RECORDS SUPPLIED:
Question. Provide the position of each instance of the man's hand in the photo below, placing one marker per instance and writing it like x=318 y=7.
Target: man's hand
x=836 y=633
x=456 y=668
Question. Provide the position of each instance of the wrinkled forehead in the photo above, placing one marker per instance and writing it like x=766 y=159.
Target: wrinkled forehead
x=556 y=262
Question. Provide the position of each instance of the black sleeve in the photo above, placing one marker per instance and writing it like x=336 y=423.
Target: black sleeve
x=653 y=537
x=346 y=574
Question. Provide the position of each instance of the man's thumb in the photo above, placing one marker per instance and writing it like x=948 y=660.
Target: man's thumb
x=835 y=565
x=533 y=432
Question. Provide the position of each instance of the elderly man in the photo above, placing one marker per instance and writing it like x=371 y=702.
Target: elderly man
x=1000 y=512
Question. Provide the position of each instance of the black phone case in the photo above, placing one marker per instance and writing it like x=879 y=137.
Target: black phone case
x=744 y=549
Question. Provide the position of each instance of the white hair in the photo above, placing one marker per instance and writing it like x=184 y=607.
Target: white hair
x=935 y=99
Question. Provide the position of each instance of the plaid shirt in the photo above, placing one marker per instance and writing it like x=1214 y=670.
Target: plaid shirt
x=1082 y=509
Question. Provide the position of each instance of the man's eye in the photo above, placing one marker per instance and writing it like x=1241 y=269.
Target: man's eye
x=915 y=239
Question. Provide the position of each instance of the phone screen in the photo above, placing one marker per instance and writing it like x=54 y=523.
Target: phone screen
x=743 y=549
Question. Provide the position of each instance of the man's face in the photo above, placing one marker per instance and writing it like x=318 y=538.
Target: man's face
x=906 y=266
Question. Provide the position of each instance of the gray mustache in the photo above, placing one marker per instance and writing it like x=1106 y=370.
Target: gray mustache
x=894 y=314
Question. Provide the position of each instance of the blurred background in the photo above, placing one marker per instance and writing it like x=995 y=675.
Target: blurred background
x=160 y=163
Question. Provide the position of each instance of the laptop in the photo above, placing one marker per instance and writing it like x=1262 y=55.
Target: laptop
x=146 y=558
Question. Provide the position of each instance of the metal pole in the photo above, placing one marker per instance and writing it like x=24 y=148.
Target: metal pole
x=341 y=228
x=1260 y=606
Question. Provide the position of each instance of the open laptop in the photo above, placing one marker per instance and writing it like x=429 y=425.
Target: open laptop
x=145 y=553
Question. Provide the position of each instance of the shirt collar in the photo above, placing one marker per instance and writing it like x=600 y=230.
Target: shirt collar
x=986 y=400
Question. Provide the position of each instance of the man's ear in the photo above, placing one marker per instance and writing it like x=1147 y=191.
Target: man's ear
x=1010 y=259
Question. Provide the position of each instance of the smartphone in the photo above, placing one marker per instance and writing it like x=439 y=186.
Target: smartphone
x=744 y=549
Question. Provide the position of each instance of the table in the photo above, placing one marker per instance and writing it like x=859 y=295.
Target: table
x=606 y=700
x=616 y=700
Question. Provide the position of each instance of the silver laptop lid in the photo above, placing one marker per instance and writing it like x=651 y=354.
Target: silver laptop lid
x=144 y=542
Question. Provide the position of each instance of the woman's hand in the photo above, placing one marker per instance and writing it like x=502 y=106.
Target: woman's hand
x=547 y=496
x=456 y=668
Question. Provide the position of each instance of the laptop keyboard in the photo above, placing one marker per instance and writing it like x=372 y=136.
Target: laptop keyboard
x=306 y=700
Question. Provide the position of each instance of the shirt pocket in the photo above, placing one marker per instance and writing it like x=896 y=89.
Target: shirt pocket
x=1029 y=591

REQUIRED TASK: Give again only the lines starting at the one that contains "Question. Provide the position of each instance of the blurred" and running to the end of the data.

RESPONSE TO THIS TASK:
Question. Provide the position of each instance of the blurred background in the photo above, placing one marker per instance and writing it like x=995 y=675.
Target: blurred background
x=160 y=163
Question. Provide the position of each instance of the laptop in the photo above, placing one marker per instance and writing it like x=1262 y=55.
Target: laptop
x=146 y=558
Question. Provide the position of each instance of the metal pole in the photo above, placing one marker per instance and writing it like x=24 y=148.
Target: metal pole
x=341 y=228
x=1260 y=606
Question. Provide the position of each instance of the open laptop in the photo above, placing one marker per instance and writing it like x=429 y=425.
Target: open laptop
x=145 y=553
Question. Provide the position of each instance of the shirt collar in the photo above, placing one marker per instance and writing it like x=600 y=230.
Target: shirt collar
x=986 y=400
Question. Provide the position of each instance of the man's ear in the photo above, placing one marker per instance and writing it like x=1147 y=191.
Target: man's ear
x=1010 y=259
Question. Provide the position of each instance of the smartphone in the photo above, placing one marker per instance and writing it like x=439 y=186.
Target: smartphone
x=744 y=549
Question. Provide the position of each instance of the table in the photo above, placing one marker per instance and writing it like x=859 y=295.
Target: table
x=606 y=700
x=616 y=700
Question. Provide the position of each instance of the silver laptop lid in the photo above, placing one marker per instance and writing it like x=651 y=354.
Target: silver laptop lid
x=144 y=542
Question. Provide the position of each instance of the woman's hand in the photo above, placing one marker per instance and writing it like x=502 y=106.
Target: woman's hand
x=547 y=496
x=456 y=668
Question. Provide the position of each instance of the laptop keyboard in the photo above, placing one marker per instance and writing it like x=372 y=136.
Target: laptop keyboard
x=306 y=700
Question. Provide the position of each instance of the shirt pocket in the photo above, placing one marker per instance and writing it like x=896 y=89.
Target: shirt pocket
x=1029 y=591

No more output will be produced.